◆ Gegeven opgave 1:
Beoordeel of de volgende uitspraken kloppen met de tekst over meisjes en topsport, en geef bij elk antwoord ja of nee met de letterlijk geciteerde woorden die de doorslag geven.
(a) De tekst is geschreven door Erdal Balci.
(b) De schrijver heeft Silan Yilmaz zelf zien skiën.
(c) Silan Yilmaz komt uit het westen van Turkije.
◆ Gegeven opgave 2:
Beantwoord de volgende vragen met gegevens uit de tekst over meisjes en topsport.
(a) Wie heeft de tekst geschreven?
(b) Welke sport beoefent Silan Yilmaz?
(c) Waarmee worden haar armen op de foto vergeleken?

Meisjes winnen voor topsport

Waarom lukt het de Turkse meisjes in Turkije wel om topsporter te worden maar de meisjes in Nederland met een niet-westerse achtergrond niet? Schrijver Erdal Balci kijkt naar de Turkse situatie en durft niet eens te dromen over betere tijden voor ‘onze meiden’ in Nederland.

Geschreven door: Erdal Balci
Artikel
Discriminatie
Naoki Nishimura

Ik heb haar nooit zien skiën, maar heb er wel een voorstelling van. Het meisje, met de naam Silan Yilmaz, uit het meest achtergestelde oosten van Turkije glijdt in mijn verbeelding van de berg naar beneden als is zij een pijl die de verhalen opzoekt die niet voor haar bestemd waren. Op een foto staat ze als een jongleur op de puntjes van haar skiën, armen als de vleugels van een adelaar die zich opmaakt voor het vliegwerk. Ze zal een miljoen keer naar die voet van de berg zijn gegaan. Om eenmaal daar aangekomen te veranderen in de nieuwe vlag van een betere toekomst  voor alle meiden.

◆ Fragmenten uit records:
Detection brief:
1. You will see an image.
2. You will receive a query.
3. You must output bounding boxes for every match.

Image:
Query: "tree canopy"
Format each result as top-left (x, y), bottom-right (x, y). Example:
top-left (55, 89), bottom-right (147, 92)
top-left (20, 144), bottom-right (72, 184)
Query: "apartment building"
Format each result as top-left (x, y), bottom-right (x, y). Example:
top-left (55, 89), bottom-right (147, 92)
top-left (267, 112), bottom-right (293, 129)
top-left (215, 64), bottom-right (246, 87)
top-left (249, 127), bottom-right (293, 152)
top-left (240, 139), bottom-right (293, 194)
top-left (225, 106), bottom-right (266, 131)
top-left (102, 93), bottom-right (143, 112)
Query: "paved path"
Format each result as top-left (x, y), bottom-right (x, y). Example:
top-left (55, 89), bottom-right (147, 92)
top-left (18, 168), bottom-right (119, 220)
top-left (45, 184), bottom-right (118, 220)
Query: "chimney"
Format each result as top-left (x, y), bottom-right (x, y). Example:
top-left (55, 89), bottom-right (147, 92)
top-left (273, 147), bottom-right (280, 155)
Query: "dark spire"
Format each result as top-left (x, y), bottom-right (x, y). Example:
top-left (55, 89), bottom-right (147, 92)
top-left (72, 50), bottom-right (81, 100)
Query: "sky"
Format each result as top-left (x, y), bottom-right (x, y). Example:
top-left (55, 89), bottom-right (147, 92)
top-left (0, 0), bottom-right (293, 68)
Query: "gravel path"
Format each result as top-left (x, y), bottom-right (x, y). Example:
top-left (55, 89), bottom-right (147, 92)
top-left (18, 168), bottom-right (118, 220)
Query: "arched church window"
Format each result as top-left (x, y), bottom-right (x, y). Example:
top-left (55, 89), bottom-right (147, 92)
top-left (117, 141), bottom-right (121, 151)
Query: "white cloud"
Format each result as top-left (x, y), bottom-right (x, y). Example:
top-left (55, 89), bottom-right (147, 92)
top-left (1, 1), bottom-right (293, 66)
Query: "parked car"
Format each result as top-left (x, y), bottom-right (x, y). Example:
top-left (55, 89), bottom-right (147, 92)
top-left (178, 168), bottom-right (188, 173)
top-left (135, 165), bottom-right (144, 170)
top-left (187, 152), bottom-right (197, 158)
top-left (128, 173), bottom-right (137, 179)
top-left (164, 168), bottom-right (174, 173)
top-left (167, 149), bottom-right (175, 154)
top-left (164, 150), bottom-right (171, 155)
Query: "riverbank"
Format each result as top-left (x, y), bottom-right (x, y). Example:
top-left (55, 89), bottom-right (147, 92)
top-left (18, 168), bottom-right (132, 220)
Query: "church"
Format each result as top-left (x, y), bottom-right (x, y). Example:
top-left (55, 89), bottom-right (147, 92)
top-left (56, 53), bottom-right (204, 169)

◆ Uitwerking opgave 1:
(a) Ja: "Geschreven door: Erdal Balci"
(b) Nee: "Ik heb haar nooit zien skiën"
(c) Nee: "uit het meest achtergestelde oosten van Turkije"

◆ Uitwerking opgave 2:
(a) Erdal Balci
(b) Skiën
(c) Met de vleugels van een adelaar die zich opmaakt voor het vliegwerk